Исходный отрывок:

# # # # #

Вот император встал, и все последовали его примеру. Он предложил руку королеве Голландии, но тут взгляд его остановился на все еще сидевшей императрице; лицо его озарилось той самой улыбкой, которую я уже однажды видела. Он что-то сказал генералу Флёри, и тотчас генералы и адъютанты, стоявшие позади государей, образовали заслон, отгородивший императрицу от толпы приглашенных.
Император и королева прошествовали мимо, не подавая вида, что заметили томительное беспокойство ее величества; а принц д’Оранж, опустившись на одно колено, помог прекрасной государыне надеть туфельку Золушки.
Я видела, как императрица взяла принца под руку и оперлась на нее сильнее, чем следовало, так как ее хорошенькая ножка причиняла ей неудобство.
Потом пригласили нас и стали осыпать комплиментами. Все наперебой расхваливали нашу игру, так что в конце концов мы остались довольны своим вечером.
После ошеломляющего успеха этой прелестной пьесы, успеха, немалая доля которого принадлежала и нам с Агарь, Шилли проникся ко мне уважением и нежными чувствами. Он пожелал (какое безумие!) оплатить наши костюмы.
Меня обожали студенты. Я стала их кумиром и получала охапками букетики фиалок, сонеты, поэмы — длинные-предлинные… слишком длинные, чтобы читать их.

# # # # #

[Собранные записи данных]
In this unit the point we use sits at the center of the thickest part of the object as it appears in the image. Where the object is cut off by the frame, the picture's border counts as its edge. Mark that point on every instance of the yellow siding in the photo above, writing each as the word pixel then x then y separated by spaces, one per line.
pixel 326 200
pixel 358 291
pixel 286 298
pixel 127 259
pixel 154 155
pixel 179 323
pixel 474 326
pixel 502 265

# # # # #

Что нужно сделать:
a. Перескажи отрывок о вечере со спектаклем в двух предложениях.
b. Пожалуйста, продолжи отрывок о вечере со спектаклем, начав сразу после его последнего предложения.
Строки — это отдельный материал.

Список ответов:
a. Когда император встал и что-то сказал генералу Флёри, генералы и адъютанты заслонили от гостей сидевшую императрицу, а принц д’Оранж, опустившись на колено, помог ей надеть туфельку. Затем исполнителей осыпали комплиментами за игру, после успеха пьесы Шилли проникся к рассказчице уважением и пожелал оплатить костюмы, а студенты сделали ее своим кумиром и присылали ей фиалки и стихи.

b.
В тот момент, когда я приезжала в театр и выходила из коляски, на меня обрушивался дождь цветов, буквально затоплявший меня, и я была счастлива, я благодарила моих юных поклонников. Беда в том, что обожание их порою становилось слепым, и, когда в какой-нибудь пьесе я, случалось, бывала не так хороша и публика вела себя довольно сдержанно, моя маленькая армия студентов начинала бунтовать и шумно аплодировать без всякого на то повода, что выводило из себя (и я их понимаю) старых приверженцев «Одеона», которые тоже были ко мне расположены и баловали меня, но хотели бы, чтобы я была более кроткой и смиренной, во всяком случае, не такой мятежной.
Сколько повидала я этих стариков, нередко приходивших ко мне в гримерную:
— Дорогая мадемуазель, ваша Юния очаровательна, однако вы кусаете губы, чего римлянки никогда не делали!
— Дитя мое, вы прелестны во «Франсуа-Найденыше», но в Бретани вряд ли отыщется хоть одна бретонка с вьющимися волосами.
А однажды некий профессор из Сорбонны довольно сухо заявил мне:
— Мадемуазель, какое неуважение поворачиваться к публике спиной!
— Но, сударь, я веду к двери, расположенной в глубине сцены, пожилую даму, не могу же я пятиться задом…
— Артисты, которые играли тут до вас, мадемуазель, и у которых таланта было не меньше, чем у вас, а может и побольше, находили способ не поворачиваться на сцене спиной к публике.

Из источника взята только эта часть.